It is true that opinions of customers are shaped by the social media. But companies cannot watch passively as this happens. They have no control on the social media. So they must proactively demonstrate their customer centricity. Responding to another question, Mrs Bijapurkar mentioned that different departments of large multi business companies may have their own social media departments. But they must work in harmony and convey a unified message to customers.

The Maruti 800 was a roaring success. But why did the Nano not succeed? Mrs Bijapurkar mentioned that timing matters. When Maruti entered the market, the competition from the Ambassador and Fiat was relatively weak. There was not much retaliation from the existing players who were probably complacent. But when Nano entered the market, Maruti and the others were far more formidable competitors.

Mrs Bijapurkar added that consumer behaviour can often surprise us. In the case of the TVS Boxer, the more expensive version with more features found acceptance among the relatively less affluent customers while the rich preferred the lower priced version. The reason was that for the poor, the two wheeler was the main transportation vehicle while for the rich, it was the car and the two wheeler was only occasionally used.

Mr Bijapurkar recalled the important equation:

Benefits – Price= Value for customer.

If a price increase happens without any rise in benefit (or without protecting the benefit) , the customer will be put off.

Any important decision in the organization like cost optimization should be taken keeping the customers’ interests in mind. Customer centricity should be embedded in the fabric of the organization and should flow across layers just like intravenous drips which go into our body.

Later, Mrs Bijapurkar added that customer advisory boards or councils by themselves may not be able to change the culture. It is also important for senior execs to go out into the field, meet customers and pick up customer insights some of which might be quite contrarian. This is what Alyque Padamsee (Lintas execs were asked to watch movies.) and Hindustan Lever expected from their senior management team.

# # # # #

#### [ASSIGNMENT 1]
Transcribe the stretch of the passage on customer centricity from "Mr Bijapurkar recalled" through "into our body.".
#### [ASSIGNMENT 2]
Translate this sentence from the passage on customer centricity into Spanish: "Mrs Bijapurkar added that consumer behaviour can often surprise us."
The listing is not needed for this work.

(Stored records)

# # # # #

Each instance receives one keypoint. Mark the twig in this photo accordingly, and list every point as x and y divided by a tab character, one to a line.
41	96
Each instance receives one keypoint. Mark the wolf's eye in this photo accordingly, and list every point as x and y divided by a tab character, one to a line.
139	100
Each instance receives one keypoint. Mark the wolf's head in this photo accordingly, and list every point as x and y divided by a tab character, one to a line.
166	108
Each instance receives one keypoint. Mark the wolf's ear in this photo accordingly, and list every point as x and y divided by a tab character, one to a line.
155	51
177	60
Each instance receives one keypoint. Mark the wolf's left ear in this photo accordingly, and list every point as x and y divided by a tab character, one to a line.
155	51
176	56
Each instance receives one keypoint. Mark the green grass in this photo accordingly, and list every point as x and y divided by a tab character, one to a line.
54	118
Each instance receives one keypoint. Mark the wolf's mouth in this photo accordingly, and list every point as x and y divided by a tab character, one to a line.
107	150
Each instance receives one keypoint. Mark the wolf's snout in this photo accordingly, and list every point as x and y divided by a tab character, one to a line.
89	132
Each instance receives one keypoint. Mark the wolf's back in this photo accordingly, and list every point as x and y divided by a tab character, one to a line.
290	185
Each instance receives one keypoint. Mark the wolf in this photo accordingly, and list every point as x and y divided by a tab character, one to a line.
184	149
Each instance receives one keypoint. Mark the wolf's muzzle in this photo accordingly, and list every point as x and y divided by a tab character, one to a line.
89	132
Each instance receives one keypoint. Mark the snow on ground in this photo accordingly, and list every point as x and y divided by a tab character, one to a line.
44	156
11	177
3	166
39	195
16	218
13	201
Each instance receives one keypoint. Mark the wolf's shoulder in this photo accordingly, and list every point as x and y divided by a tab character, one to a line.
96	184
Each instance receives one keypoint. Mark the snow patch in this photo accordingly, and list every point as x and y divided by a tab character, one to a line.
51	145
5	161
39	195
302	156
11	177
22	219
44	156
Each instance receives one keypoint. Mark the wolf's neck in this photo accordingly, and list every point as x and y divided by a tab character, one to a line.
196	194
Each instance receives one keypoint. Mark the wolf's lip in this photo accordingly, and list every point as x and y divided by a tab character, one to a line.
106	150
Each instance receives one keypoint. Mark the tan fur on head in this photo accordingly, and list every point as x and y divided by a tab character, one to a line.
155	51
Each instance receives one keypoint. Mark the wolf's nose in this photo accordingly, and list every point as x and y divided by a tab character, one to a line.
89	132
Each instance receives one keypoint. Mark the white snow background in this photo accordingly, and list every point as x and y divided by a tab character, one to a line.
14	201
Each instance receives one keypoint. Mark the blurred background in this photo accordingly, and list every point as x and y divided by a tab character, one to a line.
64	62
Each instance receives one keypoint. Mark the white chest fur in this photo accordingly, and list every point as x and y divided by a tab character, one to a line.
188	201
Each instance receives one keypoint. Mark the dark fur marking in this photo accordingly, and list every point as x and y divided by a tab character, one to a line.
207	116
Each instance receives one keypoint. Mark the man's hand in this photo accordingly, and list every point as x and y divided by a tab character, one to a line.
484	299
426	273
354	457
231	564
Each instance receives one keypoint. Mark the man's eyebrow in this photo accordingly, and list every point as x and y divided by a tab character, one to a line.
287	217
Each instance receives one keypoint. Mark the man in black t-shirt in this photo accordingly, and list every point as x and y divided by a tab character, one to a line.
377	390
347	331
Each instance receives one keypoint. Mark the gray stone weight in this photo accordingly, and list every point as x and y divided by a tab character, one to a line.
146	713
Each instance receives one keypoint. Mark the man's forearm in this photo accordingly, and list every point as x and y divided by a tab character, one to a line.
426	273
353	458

# # # # #

#### [YOUR SOLUTION 1]
Mr Bijapurkar recalled the important equation:

Benefits – Price= Value for customer.

If a price increase happens without any rise in benefit (or without protecting the benefit) , the customer will be put off.

Any important decision in the organization like cost optimization should be taken keeping the customers’ interests in mind. Customer centricity should be embedded in the fabric of the organization and should flow across layers just like intravenous drips which go into our body.

#### [YOUR SOLUTION 2]
La señora Bijapurkar añadió que el comportamiento del consumidor a menudo puede sorprendernos.